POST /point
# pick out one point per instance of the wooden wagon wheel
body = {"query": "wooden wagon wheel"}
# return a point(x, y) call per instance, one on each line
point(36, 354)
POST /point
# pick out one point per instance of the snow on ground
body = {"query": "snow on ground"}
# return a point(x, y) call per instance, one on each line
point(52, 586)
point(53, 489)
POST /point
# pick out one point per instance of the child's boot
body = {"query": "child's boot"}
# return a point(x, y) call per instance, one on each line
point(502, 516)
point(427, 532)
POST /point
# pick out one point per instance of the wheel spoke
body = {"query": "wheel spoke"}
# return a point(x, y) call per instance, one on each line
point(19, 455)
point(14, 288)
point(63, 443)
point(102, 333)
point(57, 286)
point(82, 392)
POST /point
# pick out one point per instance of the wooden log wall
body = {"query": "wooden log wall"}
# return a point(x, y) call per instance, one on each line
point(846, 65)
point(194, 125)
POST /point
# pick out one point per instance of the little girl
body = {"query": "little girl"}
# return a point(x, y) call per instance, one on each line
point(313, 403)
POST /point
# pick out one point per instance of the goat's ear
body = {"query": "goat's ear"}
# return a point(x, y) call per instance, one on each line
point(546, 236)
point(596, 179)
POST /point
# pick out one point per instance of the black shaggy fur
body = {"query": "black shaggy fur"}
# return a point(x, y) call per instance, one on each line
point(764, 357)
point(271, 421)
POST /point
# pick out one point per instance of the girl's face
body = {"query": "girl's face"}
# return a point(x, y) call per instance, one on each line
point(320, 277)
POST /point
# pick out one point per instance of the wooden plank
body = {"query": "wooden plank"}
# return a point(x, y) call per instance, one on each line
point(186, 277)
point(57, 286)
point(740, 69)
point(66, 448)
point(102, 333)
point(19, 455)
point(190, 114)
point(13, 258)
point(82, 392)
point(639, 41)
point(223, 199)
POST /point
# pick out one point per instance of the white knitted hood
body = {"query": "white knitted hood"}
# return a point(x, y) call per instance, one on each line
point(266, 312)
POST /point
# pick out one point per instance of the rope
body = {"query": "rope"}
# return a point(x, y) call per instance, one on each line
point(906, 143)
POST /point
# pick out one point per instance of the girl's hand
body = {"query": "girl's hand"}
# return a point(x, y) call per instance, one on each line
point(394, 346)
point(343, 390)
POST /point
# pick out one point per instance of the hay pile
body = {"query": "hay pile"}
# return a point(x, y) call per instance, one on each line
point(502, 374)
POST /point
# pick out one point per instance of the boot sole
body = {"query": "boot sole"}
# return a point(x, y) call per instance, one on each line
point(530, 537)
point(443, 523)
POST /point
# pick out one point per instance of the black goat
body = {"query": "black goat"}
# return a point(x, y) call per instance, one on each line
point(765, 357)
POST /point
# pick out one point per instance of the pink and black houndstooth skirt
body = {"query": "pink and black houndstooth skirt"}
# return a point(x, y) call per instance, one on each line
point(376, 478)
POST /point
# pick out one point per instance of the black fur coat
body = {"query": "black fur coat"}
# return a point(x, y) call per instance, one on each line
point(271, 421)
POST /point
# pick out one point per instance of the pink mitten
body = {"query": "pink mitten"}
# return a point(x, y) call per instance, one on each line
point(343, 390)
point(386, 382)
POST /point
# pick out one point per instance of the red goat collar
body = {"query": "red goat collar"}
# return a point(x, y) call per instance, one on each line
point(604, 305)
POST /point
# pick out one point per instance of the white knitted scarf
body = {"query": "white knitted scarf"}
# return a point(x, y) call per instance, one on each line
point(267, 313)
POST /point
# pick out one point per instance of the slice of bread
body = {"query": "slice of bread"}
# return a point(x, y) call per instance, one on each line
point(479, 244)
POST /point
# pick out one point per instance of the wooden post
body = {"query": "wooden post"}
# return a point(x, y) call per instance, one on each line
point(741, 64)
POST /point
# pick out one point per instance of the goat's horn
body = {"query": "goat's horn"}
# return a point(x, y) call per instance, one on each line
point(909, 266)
□ □ □ □ □ □ □
Task instructions: Can you edit the data above so that every "instance" becomes "occurrence", with nothing else changed?

Reply to the task:
POST /point
# pick out one point per occurrence of the wooden wagon wheel
body = {"query": "wooden wagon wheel"}
# return a point(x, y) call per occurrence, one on each line
point(36, 354)
POST /point
# pick out one point per occurrence of the snow on ground
body = {"query": "snow on ground"}
# return a point(x, y) call per occurrence, one on each line
point(52, 586)
point(53, 489)
POST /point
# pick out one point per occurrence of the child's boot
body = {"query": "child's boot"}
# return a point(x, y) call per occurrence, one on each line
point(502, 516)
point(427, 532)
POST /point
# pick out one point per occurrence of the wheel spoke
body = {"query": "wheel spoke"}
# return a point(x, y) call per occurrence, one on each line
point(19, 455)
point(14, 288)
point(63, 443)
point(102, 333)
point(57, 286)
point(82, 392)
POST /point
# pick out one point per occurrence of the wooden log wall
body = {"query": "wooden log wall"}
# return a point(x, y) call per occurrence, one on each line
point(846, 65)
point(194, 125)
POST /point
# pick out one point per occurrence of the little girl
body = {"query": "little girl"}
# return a point(x, y) call per occurrence, one on each line
point(313, 403)
POST /point
# pick out one point per occurrence of the goat's ear
body = {"query": "goat's ear"}
# return a point(x, y) call per occurrence, one on each line
point(546, 236)
point(596, 179)
POST /point
# pick out one point per occurrence of the black shaggy fur
body = {"query": "black shaggy fur"}
# return a point(x, y) call per occurrence, one on each line
point(764, 357)
point(271, 421)
POST /point
# pick out one point per occurrence of the girl's face
body = {"query": "girl's face"}
# return a point(x, y) call per occurrence, one on each line
point(320, 277)
POST /point
# pick out one point per occurrence of the wooden plank
body = {"query": "wooden plank"}
# return a point(x, y) call per occurrence, one on each line
point(186, 277)
point(57, 286)
point(740, 69)
point(66, 448)
point(102, 333)
point(19, 455)
point(190, 114)
point(13, 258)
point(82, 392)
point(639, 41)
point(223, 199)
POST /point
# pick out one point per occurrence of the white knitted hood
body = {"query": "white knitted hood"}
# return a point(x, y) call per occurrence, one on each line
point(266, 312)
POST /point
# pick out one point per occurrence of the rope
body = {"query": "rope"}
# return a point(x, y) call per occurrence, one on each line
point(906, 143)
POST /point
# pick out one point per occurrence of the girl's hand
body = {"query": "girl's hand"}
# return a point(x, y) call per occurrence, one on each line
point(394, 346)
point(343, 390)
POST /point
# pick out one point per occurrence of the hay pile
body = {"query": "hay pile"}
# return a point(x, y) call per occurrence, one on each line
point(502, 374)
POST /point
# pick out one point per occurrence of the boot sole
body = {"query": "boot sole"}
# return a point(x, y) call per occurrence, one on each line
point(530, 537)
point(443, 523)
POST /point
# pick out one point per occurrence of the black goat
body = {"query": "black goat"}
# return a point(x, y) call per occurrence, one on each line
point(765, 357)
POST /point
# pick out one point per occurrence of the pink and black houndstooth skirt
body = {"query": "pink and black houndstooth skirt"}
# return a point(x, y) call per occurrence, one on each line
point(376, 478)
POST /point
# pick out one point per occurrence of the black fur coat
body = {"query": "black fur coat"}
# return a point(x, y) call per occurrence, one on each line
point(271, 421)
POST /point
# pick out one point per occurrence of the pink mitten
body = {"query": "pink mitten"}
# return a point(x, y) call per occurrence, one on each line
point(343, 390)
point(386, 382)
POST /point
# pick out one point per occurrence of the red goat collar
body = {"query": "red goat collar"}
# return a point(x, y) call per occurrence, one on each line
point(604, 305)
POST /point
# pick out one point per occurrence of the white knitted scarf
body = {"query": "white knitted scarf"}
# return a point(x, y) call per occurrence, one on each line
point(267, 313)
POST /point
# pick out one point per occurrence of the slice of bread
body = {"query": "slice of bread"}
# return a point(x, y) call per occurrence, one on each line
point(479, 244)
POST /point
# pick out one point per occurrence of the wooden post
body = {"query": "wooden post"}
# return a point(x, y) call per occurrence, one on each line
point(741, 64)
POST /point
# pick out one point per occurrence of the goat's horn
body = {"query": "goat's horn"}
# return a point(x, y) call per occurrence, one on each line
point(909, 266)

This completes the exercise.